* _Source document_
American political advisor

Katie Beirne Fallon is an American political advisor who served as the White House director of legislative affairs under President Barack Obama.

== Early life and education ==
Fallon was born and raised in Cleveland, Ohio. She graduated first in her class at Magnificat High School and graduated summa cum laude from the University of Notre Dame in 1998 with a degree in government and international studies. She then studied comparative politics at Queen's University, Belfast and the London School of Economics, both on a Marshall Scholarship.

== Career ==
Before Fallon started her career in politics, she worked in investment banking in New York City.

Fallon served as White House Deputy Communications Director, Staff Director of the Senate Democratic Policy & Communications Center, and Legislative Director to Democratic Senator Chuck Schumer.

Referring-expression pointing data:

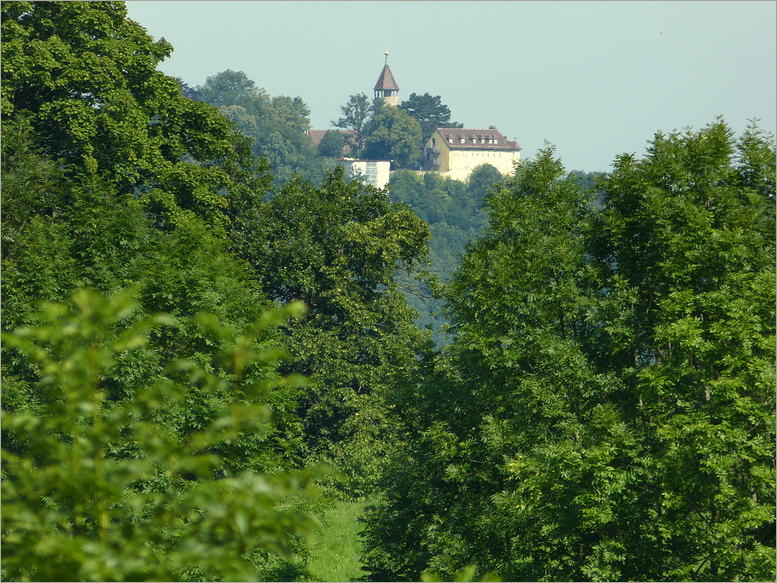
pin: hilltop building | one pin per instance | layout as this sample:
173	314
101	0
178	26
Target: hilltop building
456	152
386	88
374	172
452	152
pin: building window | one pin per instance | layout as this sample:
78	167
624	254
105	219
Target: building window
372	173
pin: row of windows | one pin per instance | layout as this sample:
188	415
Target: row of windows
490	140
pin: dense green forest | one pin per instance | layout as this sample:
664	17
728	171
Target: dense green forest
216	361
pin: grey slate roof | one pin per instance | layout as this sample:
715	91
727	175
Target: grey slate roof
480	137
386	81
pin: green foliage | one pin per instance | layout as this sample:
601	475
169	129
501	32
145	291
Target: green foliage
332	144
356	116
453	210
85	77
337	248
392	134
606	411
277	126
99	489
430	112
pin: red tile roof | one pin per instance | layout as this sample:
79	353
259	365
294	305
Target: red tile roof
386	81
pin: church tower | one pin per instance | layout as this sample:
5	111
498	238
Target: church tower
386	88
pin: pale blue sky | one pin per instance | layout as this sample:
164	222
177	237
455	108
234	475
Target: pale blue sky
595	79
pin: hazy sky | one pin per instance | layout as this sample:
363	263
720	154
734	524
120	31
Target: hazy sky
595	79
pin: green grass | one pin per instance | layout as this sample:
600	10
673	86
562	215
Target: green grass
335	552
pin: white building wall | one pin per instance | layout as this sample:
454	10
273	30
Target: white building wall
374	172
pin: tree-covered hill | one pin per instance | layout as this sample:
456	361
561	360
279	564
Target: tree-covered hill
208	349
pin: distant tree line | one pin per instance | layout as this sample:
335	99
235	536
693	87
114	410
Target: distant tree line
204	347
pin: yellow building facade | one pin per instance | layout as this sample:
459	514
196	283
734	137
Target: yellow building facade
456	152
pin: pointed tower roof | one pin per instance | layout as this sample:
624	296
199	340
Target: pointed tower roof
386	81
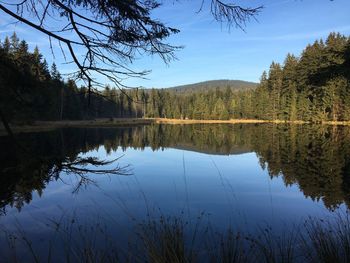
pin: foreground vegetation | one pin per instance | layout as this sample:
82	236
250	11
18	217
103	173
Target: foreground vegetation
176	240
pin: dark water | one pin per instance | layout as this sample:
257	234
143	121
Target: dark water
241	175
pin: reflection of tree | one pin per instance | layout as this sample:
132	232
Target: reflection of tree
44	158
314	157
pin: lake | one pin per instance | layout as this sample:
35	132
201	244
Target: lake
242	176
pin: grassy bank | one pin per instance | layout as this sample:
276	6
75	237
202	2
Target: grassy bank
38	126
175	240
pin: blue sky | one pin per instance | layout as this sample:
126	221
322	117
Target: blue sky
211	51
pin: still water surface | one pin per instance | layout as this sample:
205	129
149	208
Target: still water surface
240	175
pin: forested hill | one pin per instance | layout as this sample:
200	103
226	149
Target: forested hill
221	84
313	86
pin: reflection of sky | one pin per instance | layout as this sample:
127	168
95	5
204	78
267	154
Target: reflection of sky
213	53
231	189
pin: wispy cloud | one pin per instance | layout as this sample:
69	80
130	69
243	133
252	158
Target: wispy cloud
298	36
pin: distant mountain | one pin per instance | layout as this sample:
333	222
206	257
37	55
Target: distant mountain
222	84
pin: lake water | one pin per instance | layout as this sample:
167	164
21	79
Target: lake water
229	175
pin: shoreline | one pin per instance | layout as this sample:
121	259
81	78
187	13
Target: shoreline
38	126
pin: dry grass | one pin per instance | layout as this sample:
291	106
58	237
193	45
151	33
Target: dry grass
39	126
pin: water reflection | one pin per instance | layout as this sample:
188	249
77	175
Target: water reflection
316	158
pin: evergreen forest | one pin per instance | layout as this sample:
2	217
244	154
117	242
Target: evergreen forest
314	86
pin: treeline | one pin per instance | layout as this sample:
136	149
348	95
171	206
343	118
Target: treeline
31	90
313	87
---
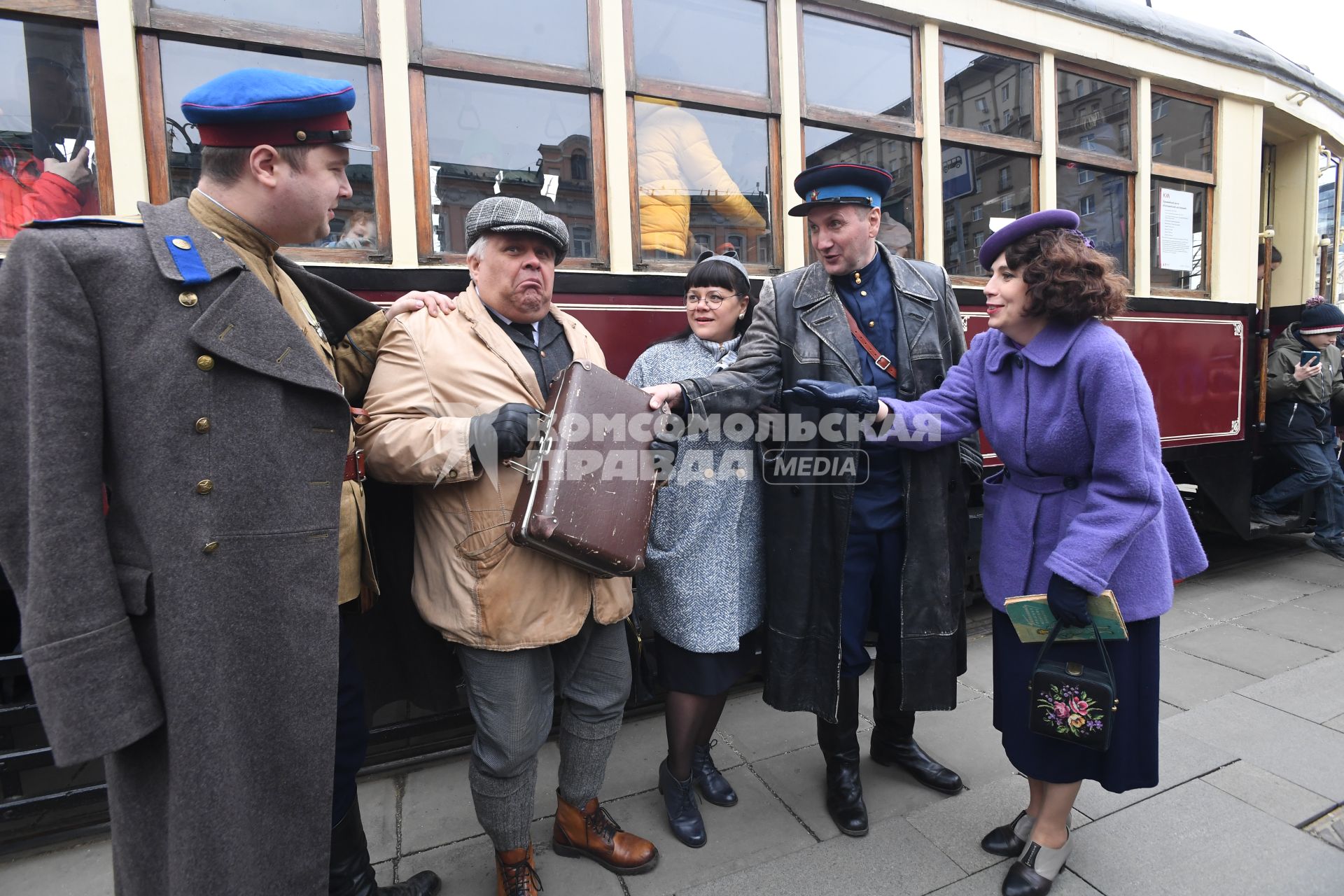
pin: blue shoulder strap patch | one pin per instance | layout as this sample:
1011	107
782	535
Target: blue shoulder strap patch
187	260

* _Required tasks_
a - Answer these questions using the Katie Beirne Fallon biography:
(i) In which city was Fallon born and raised?
(ii) In what year did she graduate from the University of Notre Dame?
(iii) What field did she work in, in New York City, before starting her career in politics?
b - Carry on the Katie Beirne Fallon biography, starting after its final sentence.

* _Numbered answers_
a -
(i) Cleveland, Ohio
(ii) 1998
(iii) Investment banking

b -
Fallon resigned as Director of Legislative Affairs on February 13, 2016, and was succeeded by her former deputy, Amy Rosenbaum.

In November 2016, she was appointed senior vice president and global head of corporate affairs at Hilton Hotels.

In October 2020, it was announced that she was joining McDonald's as Chief Global Impact Officer.

In 2022, Fallon joined Fidelity Investments.

==Personal life==
In 2012, she married Brian Edward Fallon Jr., whom she met at the DPCC, and who served as national press secretary to Hillary for America. They have twin boys and a girl.